- What the task asks -
Return exactly the line that contains "Query: long wavy blonde hair" and all lines beneath it in the entries, through the very last one.

Referring expression data:
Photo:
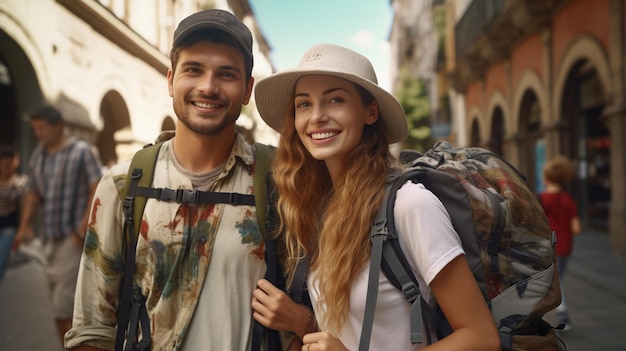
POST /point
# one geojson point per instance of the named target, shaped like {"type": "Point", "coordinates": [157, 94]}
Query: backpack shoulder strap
{"type": "Point", "coordinates": [265, 197]}
{"type": "Point", "coordinates": [141, 168]}
{"type": "Point", "coordinates": [132, 311]}
{"type": "Point", "coordinates": [263, 159]}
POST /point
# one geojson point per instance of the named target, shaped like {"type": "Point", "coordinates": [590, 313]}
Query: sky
{"type": "Point", "coordinates": [293, 26]}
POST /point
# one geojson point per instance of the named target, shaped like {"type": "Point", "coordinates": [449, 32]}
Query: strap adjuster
{"type": "Point", "coordinates": [187, 196]}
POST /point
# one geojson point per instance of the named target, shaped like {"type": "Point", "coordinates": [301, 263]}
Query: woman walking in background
{"type": "Point", "coordinates": [562, 213]}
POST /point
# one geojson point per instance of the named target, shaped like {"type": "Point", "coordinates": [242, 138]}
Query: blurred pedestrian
{"type": "Point", "coordinates": [12, 189]}
{"type": "Point", "coordinates": [562, 213]}
{"type": "Point", "coordinates": [63, 175]}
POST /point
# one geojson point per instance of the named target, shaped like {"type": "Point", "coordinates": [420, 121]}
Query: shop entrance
{"type": "Point", "coordinates": [587, 141]}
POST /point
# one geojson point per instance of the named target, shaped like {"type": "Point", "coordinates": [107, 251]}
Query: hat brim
{"type": "Point", "coordinates": [274, 96]}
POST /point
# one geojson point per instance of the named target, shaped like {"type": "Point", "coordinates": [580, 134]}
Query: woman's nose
{"type": "Point", "coordinates": [319, 115]}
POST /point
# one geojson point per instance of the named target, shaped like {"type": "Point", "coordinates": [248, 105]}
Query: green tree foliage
{"type": "Point", "coordinates": [412, 94]}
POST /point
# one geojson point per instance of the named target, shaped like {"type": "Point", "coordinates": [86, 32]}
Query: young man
{"type": "Point", "coordinates": [197, 264]}
{"type": "Point", "coordinates": [63, 175]}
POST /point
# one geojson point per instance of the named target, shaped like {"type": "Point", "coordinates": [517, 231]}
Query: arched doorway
{"type": "Point", "coordinates": [497, 131]}
{"type": "Point", "coordinates": [585, 138]}
{"type": "Point", "coordinates": [531, 142]}
{"type": "Point", "coordinates": [475, 134]}
{"type": "Point", "coordinates": [115, 117]}
{"type": "Point", "coordinates": [17, 99]}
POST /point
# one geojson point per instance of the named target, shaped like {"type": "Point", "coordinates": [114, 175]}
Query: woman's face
{"type": "Point", "coordinates": [330, 116]}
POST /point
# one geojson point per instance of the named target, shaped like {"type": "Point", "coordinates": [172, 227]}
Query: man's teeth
{"type": "Point", "coordinates": [200, 104]}
{"type": "Point", "coordinates": [318, 136]}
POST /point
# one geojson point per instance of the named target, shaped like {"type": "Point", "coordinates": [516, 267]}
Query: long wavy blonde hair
{"type": "Point", "coordinates": [330, 225]}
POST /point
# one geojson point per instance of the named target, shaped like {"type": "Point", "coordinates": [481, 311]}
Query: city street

- Written reply -
Query: long wavy blonde hair
{"type": "Point", "coordinates": [330, 225]}
POST /point
# one geojson point per instance of the named target, shaped like {"type": "Point", "coordinates": [481, 311]}
Query: city street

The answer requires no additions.